GIVEN TEXT.
The infrastructure for network spaces needs to derive from a secure, trustworthy base. One of the questions that arises in considering how to design and engineer useful network spaces is whether this base can be provided by a language run time (i.e., entirely in userspace), or whether support from the operating system is required. In this treatise, it is argued that the operating system must be involved, and the most benefit is gained when programs have access to the security mechanisms provided by the operating system. Particularly, the operating system is required to implement a security kernel, which will facilitate the key properties of these systems.

The W7 security kernel as described in [1] will be used as a reference point. The security kernel is the part of a computer system that enforces and assures safe cooperation between other components. There are three features of W7 that are explicitly pointed out:

  1. Isolated environments,
  2. Inter-environment communications (IEC), and
  3. Access mediation to ensure safe cooperation.

This post discusses the first two of these points.

A common trend in network spaces now is deployment via a containerisation system. One common system is the Docker1 container system; this is shown to often be a poor choice from a security perspective. New approaches are also being made in the form of the unikernels, MirageOS, and rump kernels.

Another problem is that of verifying the trustworthiness of programs. Some work has been done in this area primarily through the use of remote attestation vis-à-vis trusted computing, though these solutions are not well adopted. The TPM is still primarily a feature of Intel hardware; the ARM TrustZone presents another approach to the problem.

Finally, a discussion of a direction forward is made. A system implementing the security features described here is must be as easy to deploy (if not easier) than current solutions, it must be usable on commodity hardware, and it must provide utility to the users.

2. Isolation

The first feature is isolated environments2; environments should not be able to access each others' environments. The scope of an environment should be considered; typically, each thread and each process should have its own environment. A process or thread can be spawned with a pre-initialised environment that sets the initial values; this does not imply that the child has access to the parent's environment, only that it has the value for a name at program initialisation. This name may not even be the actual value for the parent. For this document, the term isolation will refer to environment isolation.

A language runtime can provide only limited isolation. If the program compiles to native code, its environment is still governed by the operating system kernel. On a Unix system, the superuser can attach a debugger to a process to inspect the various environments. On a single-tenant3 system, this may be acceptable. On a multi-tenant system, this may not be. Even on a single-tenant system, however, a malfunctioning or poorly-written program4 may be able to affect the memory of other programs if the operating system doesn't provide strict enough protections.

One tool that is often used for some form of isolation is containerisation. Some solutions provide a full guest operating system; for example, Docker runs a Linux installation on top of the host operating system as a lightweight virtual machine. These systems require that each container ensure that they have security updates regularly applied, making them difficult to administrate from a security perspective. They do offer some ease of deployment, but at the cost of bringing in an entire Linux installation.

WRITTEN EXERCISE A. In the security kernel text, what does Docker run on top of the host operating system?

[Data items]
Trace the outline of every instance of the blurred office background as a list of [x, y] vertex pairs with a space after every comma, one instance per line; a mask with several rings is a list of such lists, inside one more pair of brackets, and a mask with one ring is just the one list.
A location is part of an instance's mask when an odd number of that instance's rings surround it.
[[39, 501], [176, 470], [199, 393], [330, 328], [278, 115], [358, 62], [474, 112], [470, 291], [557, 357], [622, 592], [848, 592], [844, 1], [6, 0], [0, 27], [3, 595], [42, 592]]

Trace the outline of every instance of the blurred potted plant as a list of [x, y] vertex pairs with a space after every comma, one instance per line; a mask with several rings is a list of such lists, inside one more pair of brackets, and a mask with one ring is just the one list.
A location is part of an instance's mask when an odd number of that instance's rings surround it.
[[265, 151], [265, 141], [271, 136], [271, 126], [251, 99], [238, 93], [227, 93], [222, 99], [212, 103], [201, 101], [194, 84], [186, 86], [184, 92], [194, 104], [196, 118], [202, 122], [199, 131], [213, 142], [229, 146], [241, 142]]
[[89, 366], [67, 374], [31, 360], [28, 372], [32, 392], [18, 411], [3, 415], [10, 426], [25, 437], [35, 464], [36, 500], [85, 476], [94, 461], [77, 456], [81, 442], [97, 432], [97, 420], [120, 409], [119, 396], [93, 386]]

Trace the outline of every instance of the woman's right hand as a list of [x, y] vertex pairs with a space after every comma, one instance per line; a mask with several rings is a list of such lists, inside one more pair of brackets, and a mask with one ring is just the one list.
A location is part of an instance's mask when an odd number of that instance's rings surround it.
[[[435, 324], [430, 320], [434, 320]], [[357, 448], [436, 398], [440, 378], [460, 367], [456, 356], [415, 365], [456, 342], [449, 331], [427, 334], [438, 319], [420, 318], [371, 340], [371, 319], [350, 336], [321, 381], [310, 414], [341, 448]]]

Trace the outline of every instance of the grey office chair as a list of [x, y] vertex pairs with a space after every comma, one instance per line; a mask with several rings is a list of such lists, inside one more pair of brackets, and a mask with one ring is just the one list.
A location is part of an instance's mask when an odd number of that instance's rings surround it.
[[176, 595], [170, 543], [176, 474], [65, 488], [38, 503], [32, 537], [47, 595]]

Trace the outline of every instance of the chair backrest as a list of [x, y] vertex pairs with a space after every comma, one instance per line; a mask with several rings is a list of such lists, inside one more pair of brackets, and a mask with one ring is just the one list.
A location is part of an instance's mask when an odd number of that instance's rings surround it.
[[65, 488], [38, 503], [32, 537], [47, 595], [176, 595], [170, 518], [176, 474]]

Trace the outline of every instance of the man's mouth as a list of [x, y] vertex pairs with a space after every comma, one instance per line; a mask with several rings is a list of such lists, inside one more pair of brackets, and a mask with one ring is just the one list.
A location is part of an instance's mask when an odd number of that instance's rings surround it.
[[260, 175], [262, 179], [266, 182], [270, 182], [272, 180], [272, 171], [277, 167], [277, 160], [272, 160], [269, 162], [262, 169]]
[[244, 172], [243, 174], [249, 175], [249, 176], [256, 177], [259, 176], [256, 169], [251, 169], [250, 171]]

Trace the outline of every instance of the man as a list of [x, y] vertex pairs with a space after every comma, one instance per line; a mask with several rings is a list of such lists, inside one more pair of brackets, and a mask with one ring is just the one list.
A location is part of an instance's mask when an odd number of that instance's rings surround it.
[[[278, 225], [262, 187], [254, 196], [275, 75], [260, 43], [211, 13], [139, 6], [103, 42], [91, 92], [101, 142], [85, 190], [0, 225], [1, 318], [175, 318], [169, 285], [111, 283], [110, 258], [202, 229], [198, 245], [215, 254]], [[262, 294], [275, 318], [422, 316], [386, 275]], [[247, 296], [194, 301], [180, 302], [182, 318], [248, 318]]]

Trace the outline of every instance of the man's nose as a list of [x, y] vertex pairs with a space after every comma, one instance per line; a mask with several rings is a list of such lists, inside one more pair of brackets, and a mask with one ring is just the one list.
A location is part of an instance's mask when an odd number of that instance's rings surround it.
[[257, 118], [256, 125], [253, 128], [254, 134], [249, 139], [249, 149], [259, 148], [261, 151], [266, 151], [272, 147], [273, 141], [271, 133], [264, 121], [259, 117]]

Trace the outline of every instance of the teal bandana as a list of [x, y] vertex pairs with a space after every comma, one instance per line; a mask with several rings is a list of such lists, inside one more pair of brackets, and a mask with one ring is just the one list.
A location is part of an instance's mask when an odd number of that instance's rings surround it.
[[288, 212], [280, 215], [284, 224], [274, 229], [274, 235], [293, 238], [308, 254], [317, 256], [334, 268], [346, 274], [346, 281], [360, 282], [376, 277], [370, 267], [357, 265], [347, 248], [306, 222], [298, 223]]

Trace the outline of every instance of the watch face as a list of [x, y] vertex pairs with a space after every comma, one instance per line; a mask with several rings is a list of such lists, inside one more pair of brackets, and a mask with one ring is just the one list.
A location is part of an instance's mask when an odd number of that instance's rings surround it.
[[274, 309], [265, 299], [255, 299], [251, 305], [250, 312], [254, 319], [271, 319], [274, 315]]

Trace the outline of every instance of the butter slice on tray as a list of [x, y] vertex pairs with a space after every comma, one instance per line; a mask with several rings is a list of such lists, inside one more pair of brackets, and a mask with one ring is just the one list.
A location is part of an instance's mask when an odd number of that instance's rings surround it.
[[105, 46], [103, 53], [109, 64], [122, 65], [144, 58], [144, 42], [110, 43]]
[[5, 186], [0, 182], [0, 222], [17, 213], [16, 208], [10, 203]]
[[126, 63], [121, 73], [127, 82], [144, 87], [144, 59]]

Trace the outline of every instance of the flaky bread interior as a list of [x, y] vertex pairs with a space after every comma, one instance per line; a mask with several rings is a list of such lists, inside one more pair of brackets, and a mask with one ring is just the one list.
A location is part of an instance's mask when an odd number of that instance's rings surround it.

WRITTEN EXERCISE B. Lay out the data items as a Markdown table with columns Row and Line. Start with the line containing "Trace the outline of every instance of the watch" and go up to and including the line containing "[[126, 63], [121, 73], [127, 82], [144, 87], [144, 59]]". Each table row should hold a row number and one line, and blank lines should be omitted.

EXERCISE SOLUTION A. A Linux installation, run as a lightweight virtual machine.

EXERCISE SOLUTION B.
| Row | Line |
|---|---|
| 1 | Trace the outline of every instance of the watch face as a list of [x, y] vertex pairs with a space after every comma, one instance per line; a mask with several rings is a list of such lists, inside one more pair of brackets, and a mask with one ring is just the one list. |
| 2 | A location is part of an instance's mask when an odd number of that instance's rings surround it. |
| 3 | [[274, 309], [265, 299], [255, 299], [251, 305], [250, 312], [254, 319], [271, 319], [274, 315]] |
| 4 | Trace the outline of every instance of the butter slice on tray as a list of [x, y] vertex pairs with a space after every comma, one instance per line; a mask with several rings is a list of such lists, inside one more pair of brackets, and a mask with one ring is just the one list. |
| 5 | A location is part of an instance's mask when an odd number of that instance's rings surround it. |
| 6 | [[105, 46], [103, 53], [109, 64], [122, 65], [144, 58], [144, 42], [110, 43]] |
| 7 | [[5, 186], [0, 182], [0, 222], [17, 213], [16, 208], [10, 203]] |
| 8 | [[126, 63], [121, 73], [127, 82], [144, 87], [144, 59]] |